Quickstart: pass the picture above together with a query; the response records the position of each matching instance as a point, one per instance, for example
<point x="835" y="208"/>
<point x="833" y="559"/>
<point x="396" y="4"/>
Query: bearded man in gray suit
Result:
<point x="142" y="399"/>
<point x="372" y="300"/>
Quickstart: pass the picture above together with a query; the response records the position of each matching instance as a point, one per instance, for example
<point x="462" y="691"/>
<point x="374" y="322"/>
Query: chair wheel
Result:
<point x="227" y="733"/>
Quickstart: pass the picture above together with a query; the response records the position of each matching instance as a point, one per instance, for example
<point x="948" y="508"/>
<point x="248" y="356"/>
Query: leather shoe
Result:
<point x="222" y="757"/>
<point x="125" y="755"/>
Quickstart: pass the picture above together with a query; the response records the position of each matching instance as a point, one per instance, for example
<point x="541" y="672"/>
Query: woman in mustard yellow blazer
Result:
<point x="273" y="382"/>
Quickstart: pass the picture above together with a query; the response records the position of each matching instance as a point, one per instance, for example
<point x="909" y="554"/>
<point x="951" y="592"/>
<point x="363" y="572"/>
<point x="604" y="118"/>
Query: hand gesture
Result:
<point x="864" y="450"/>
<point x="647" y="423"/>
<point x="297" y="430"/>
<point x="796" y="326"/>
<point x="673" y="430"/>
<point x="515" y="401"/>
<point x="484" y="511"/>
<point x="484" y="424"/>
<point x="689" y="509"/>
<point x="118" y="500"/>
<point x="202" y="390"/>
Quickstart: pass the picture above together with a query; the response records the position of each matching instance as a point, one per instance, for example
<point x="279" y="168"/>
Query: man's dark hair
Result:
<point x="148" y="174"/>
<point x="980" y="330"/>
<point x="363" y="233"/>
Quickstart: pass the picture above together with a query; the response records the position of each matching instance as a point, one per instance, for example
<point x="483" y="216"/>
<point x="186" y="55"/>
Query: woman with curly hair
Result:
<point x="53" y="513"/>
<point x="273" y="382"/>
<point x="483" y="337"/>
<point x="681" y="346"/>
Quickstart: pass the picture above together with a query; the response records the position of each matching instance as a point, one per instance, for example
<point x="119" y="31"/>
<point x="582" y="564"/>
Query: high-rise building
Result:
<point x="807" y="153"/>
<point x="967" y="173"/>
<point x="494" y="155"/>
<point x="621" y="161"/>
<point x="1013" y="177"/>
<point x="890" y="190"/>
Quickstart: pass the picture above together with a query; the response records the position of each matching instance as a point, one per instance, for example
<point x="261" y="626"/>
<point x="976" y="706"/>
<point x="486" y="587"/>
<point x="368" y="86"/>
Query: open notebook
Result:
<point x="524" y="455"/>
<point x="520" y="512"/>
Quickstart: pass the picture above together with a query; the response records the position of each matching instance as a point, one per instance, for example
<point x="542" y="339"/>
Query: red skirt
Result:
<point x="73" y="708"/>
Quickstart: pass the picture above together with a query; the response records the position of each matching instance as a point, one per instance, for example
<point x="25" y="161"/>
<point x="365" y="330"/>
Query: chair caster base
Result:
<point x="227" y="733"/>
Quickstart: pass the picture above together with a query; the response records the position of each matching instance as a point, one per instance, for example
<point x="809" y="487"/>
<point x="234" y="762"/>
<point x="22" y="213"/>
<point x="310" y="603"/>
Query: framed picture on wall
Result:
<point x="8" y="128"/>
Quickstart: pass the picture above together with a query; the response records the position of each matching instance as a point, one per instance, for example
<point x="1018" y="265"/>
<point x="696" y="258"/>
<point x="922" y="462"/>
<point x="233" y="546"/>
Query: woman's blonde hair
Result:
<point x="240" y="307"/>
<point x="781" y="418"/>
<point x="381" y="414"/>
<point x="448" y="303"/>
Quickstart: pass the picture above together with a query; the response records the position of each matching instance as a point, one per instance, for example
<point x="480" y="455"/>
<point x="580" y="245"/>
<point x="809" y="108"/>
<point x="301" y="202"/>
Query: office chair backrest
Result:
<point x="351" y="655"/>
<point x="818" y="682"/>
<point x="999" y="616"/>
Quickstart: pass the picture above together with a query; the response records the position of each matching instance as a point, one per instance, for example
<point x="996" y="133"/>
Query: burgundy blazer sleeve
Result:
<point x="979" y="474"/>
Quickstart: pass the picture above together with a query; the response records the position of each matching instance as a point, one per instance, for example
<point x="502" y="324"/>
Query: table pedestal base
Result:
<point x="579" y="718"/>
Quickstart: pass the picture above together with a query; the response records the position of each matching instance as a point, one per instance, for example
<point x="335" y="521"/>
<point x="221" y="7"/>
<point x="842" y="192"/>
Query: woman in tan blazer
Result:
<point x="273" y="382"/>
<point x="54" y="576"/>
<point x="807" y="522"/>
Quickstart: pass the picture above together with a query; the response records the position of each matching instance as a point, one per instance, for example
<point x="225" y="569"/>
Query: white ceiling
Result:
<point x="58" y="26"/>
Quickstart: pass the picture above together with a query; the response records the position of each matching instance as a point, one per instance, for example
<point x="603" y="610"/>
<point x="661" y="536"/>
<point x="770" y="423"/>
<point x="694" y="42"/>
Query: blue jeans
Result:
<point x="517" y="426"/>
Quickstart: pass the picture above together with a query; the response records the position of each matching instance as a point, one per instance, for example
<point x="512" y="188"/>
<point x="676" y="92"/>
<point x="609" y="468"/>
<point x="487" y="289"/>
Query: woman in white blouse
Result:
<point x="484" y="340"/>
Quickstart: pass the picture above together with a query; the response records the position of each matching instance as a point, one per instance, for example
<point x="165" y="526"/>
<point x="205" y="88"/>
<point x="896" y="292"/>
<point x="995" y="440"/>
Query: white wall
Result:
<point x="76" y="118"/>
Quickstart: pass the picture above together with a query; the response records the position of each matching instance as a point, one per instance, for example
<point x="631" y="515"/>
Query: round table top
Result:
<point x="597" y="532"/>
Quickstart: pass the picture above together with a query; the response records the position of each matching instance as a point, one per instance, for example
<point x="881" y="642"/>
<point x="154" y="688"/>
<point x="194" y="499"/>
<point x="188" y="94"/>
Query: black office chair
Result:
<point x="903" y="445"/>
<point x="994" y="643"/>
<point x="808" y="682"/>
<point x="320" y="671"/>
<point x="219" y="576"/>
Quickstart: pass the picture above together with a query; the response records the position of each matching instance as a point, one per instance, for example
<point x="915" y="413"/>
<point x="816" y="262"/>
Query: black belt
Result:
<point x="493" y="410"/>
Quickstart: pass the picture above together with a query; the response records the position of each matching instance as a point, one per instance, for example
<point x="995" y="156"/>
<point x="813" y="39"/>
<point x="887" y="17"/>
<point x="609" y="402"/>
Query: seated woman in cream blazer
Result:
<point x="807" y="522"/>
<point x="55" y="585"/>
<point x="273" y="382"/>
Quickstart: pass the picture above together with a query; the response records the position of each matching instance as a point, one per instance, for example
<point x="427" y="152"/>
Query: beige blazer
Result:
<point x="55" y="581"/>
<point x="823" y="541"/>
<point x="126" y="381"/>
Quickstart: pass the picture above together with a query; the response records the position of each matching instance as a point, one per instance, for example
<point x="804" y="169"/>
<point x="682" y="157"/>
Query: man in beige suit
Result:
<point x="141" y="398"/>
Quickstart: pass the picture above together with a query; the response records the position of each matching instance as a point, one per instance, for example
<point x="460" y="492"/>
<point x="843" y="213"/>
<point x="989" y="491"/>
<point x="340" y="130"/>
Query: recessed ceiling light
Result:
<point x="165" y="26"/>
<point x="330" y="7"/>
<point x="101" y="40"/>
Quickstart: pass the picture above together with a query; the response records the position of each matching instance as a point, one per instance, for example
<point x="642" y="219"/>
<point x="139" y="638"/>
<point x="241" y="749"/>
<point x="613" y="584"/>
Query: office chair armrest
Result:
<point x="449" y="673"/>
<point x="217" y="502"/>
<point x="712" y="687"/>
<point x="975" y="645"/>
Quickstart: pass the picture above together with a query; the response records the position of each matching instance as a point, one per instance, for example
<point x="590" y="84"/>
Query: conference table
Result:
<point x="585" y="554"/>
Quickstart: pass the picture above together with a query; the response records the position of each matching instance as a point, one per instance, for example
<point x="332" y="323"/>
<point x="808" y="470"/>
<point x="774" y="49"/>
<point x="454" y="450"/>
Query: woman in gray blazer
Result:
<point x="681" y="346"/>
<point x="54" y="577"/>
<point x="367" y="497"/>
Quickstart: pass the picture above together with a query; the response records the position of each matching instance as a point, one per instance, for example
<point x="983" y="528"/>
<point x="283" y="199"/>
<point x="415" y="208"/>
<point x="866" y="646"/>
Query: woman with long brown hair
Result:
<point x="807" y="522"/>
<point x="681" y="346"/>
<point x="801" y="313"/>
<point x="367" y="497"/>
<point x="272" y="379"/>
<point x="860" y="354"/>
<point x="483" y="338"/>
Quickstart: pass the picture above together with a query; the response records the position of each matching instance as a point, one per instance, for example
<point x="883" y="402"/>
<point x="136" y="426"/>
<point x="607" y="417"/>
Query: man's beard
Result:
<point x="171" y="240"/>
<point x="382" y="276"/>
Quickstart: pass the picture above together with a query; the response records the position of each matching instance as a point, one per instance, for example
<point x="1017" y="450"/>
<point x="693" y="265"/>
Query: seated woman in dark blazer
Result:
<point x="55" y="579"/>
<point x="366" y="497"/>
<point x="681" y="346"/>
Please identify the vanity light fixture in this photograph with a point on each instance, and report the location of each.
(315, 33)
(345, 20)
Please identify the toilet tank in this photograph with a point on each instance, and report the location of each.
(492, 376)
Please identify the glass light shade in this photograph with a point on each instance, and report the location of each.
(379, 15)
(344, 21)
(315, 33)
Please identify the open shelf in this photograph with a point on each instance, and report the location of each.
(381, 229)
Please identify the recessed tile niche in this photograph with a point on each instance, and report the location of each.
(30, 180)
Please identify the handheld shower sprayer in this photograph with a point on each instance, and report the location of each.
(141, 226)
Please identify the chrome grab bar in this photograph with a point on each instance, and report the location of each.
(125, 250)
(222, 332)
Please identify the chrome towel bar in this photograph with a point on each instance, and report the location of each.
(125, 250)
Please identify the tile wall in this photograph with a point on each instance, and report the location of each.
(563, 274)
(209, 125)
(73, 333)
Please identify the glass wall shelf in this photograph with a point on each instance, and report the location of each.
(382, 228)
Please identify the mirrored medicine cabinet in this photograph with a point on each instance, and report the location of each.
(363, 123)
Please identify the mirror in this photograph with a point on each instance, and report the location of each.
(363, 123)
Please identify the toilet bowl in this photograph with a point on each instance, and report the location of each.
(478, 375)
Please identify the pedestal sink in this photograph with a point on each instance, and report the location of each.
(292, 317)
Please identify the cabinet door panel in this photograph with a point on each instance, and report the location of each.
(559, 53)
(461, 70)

○ ○ ○ ○ ○ ○ ○

* [Task to complete] Write out only what runs from the line holding "Please identify the handheld" through the last line of the records, exactly as shown.

* [In response]
Please identify the handheld shower sprayer in this photograph with a point on each instance, and report the location of each.
(141, 226)
Please identify the chrome grab bar in this photograph with a point on each instance, and report the location of each.
(125, 250)
(222, 332)
Please identify the chrome towel bar in this photograph with a point on each instance, and report the location of each.
(125, 250)
Please identify the tile wall in this photograph with a point on each instance, and report the location of each.
(563, 274)
(209, 125)
(73, 333)
Please identify the glass wall shelf in this photograph with a point on each instance, and report the location of each.
(382, 228)
Please identify the mirrored medicine cabinet in this photograph with a point on each instance, and report the location of each.
(363, 123)
Please identify the mirror in this photograph with a point on each instance, and report the location of each.
(363, 123)
Please identify the toilet bowl in this photograph with a point on each instance, and report the location of each.
(478, 375)
Please identify the pedestal sink in this photograph with a point on each instance, and report the location of each.
(292, 317)
Please identify the cabinet door panel in this photograph with a point on each instance, and report the location of each.
(559, 53)
(461, 70)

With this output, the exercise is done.